• _Written instruction_
Set out every line of the material below as a numbered list, leaving out any blank lines.

___ Records for this exercise ___

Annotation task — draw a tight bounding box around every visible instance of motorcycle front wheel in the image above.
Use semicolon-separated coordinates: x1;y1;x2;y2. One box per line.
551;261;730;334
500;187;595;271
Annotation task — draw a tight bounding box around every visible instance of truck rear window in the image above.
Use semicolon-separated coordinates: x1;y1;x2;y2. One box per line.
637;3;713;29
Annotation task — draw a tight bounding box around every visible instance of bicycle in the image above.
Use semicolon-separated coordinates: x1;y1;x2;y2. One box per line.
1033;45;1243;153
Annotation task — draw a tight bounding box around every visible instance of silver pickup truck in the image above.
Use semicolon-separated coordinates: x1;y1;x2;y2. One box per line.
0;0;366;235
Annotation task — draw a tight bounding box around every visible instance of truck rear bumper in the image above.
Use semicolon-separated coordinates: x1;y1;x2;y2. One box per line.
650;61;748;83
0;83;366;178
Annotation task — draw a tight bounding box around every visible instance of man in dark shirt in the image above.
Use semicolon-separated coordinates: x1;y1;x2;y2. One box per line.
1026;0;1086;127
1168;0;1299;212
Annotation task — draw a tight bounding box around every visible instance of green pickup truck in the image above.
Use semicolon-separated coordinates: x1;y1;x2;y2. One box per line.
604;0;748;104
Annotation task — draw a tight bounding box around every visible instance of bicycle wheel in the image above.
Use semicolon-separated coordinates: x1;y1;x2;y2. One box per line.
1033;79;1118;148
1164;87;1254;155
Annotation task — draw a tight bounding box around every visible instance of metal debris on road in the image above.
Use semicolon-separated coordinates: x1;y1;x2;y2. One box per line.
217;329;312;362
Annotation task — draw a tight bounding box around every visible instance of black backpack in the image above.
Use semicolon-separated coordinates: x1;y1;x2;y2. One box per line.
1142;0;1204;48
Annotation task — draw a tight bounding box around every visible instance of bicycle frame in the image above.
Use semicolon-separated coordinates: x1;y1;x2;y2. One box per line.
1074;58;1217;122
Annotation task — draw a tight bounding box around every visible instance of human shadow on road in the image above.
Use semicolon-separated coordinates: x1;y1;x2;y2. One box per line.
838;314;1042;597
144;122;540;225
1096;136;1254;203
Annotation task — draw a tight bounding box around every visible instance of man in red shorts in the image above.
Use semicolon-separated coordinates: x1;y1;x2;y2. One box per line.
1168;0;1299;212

___

• _Response to the task_
1. Annotation task — draw a tight bounding box around every visible instance of motorcycle front wheel in the image above.
2. Use semicolon-separated coordinates: x1;y1;x2;y2. One box per line.
3. 551;261;730;334
4. 500;187;595;271
5. Annotation task — draw a tight bounding box around every visible instance of truck rear window in the image above.
6. Use semicolon-separated coordinates: x1;y1;x2;y2. One box per line.
7. 637;3;713;29
8. Annotation task — draw a tight bounding box around every visible instance of bicycle in the image above.
9. Use semicolon-separated coordinates: x1;y1;x2;y2. One box per line.
10. 1033;45;1243;153
11. Annotation task — draw a tight bounding box around every visible instance of silver pickup truck in the image above.
12. Use semicolon-separated coordinates: x1;y1;x2;y2. One box per line.
13. 0;0;366;235
14. Annotation task — draw a tight bounding box around every visible instance of truck rear bumper in the image above.
15. Use semicolon-separated coordinates: x1;y1;x2;y2. One box per line.
16. 650;61;748;83
17. 0;83;366;178
18. Annotation task — draw a tight bounding box around every visible instance of man in dark shirt in the image above.
19. Use semicolon-separated coordinates: x1;y1;x2;y2. One box per line.
20. 1026;0;1086;127
21. 1168;0;1299;212
22. Annotation task — draw a tight bounding box around every visible instance of green pickup truck in the image above.
23. Use semicolon-separated coordinates: x1;y1;x2;y2. One box per line.
24. 604;0;748;104
25. Annotation task — draw a tight bounding box around every visible instance of bicycle wheel in the image above.
26. Use semicolon-separated coordinates: x1;y1;x2;y2. One box per line.
27. 1033;79;1118;148
28. 1164;87;1254;155
29. Annotation task — draw a tight bounding box around every visible instance of metal debris on road in the image above.
30. Use semicolon-separated coordinates: x1;y1;x2;y2. One box per line.
31. 217;329;312;362
32. Annotation task — draw a tight bounding box around every visible instance of black backpack in the image above.
33. Use semicolon-separated coordinates: x1;y1;x2;y2. One box per line.
34. 1142;0;1204;48
35. Annotation task — draw a tight bounding box around every visible instance of bicycle frame in the image above.
36. Use semicolon-separated coordinates: x1;y1;x2;y2. One box per line.
37. 1074;58;1217;122
38. Annotation task — draw a tight bounding box around every visible instance of human shadow on road in the image above.
39. Use semicolon-separated coordinates: x1;y1;x2;y2. One box per line.
40. 838;314;1042;597
41. 144;122;540;225
42. 1096;136;1254;203
43. Annotation task — draw a tight bounding box around every visible instance of man in red shorts in the image above.
44. Use semicolon-separated coordinates: x1;y1;x2;y2. One box per line.
45. 1168;0;1299;212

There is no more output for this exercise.